ABOUT THIS EXERCISE:
Nothing but the lines below between the line holding "Mark the dark shadow in water with a point." and the line holding "Mark the wooden rafter with a point.", inclusive, should appear in the answer, each set down exactly.

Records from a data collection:
++++++++++++++++++++
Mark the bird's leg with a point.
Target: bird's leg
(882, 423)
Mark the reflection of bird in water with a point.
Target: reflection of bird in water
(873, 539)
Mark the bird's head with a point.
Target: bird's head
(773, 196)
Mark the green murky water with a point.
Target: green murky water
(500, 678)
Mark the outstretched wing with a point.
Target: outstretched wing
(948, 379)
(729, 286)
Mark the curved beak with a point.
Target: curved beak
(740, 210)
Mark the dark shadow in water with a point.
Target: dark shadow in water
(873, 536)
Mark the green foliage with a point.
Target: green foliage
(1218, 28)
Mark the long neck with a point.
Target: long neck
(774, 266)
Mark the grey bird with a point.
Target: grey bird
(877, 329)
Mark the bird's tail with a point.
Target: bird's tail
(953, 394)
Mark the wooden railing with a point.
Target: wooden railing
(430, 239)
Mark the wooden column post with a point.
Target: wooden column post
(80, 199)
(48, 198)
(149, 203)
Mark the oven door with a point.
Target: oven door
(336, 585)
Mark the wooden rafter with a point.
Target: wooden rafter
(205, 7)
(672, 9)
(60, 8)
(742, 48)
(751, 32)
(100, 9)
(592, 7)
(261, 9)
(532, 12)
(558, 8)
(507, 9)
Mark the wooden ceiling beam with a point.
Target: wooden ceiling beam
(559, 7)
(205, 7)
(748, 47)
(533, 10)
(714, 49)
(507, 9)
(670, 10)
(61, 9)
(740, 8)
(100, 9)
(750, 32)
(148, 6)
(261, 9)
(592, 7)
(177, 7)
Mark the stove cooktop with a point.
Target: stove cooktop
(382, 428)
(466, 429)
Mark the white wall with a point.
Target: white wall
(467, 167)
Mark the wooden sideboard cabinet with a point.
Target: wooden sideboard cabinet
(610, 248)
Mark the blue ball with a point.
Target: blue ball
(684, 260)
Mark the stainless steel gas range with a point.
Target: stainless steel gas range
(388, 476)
++++++++++++++++++++
WRITTEN RESPONSE:
Mark the dark shadow in water with a point.
Target: dark shadow in water
(873, 536)
Mark the green foliage with a point.
Target: green foliage
(1218, 28)
Mark the long neck with a point.
Target: long neck
(774, 266)
Mark the grey bird with a point.
Target: grey bird
(877, 329)
Mark the bird's tail with a point.
Target: bird's tail
(953, 394)
Mark the wooden railing with a point.
Target: wooden railing
(430, 239)
Mark the wooden column post with a point.
Target: wooden column post
(80, 199)
(48, 198)
(149, 203)
Mark the oven door with a point.
Target: oven door
(336, 585)
Mark the wooden rafter with a point.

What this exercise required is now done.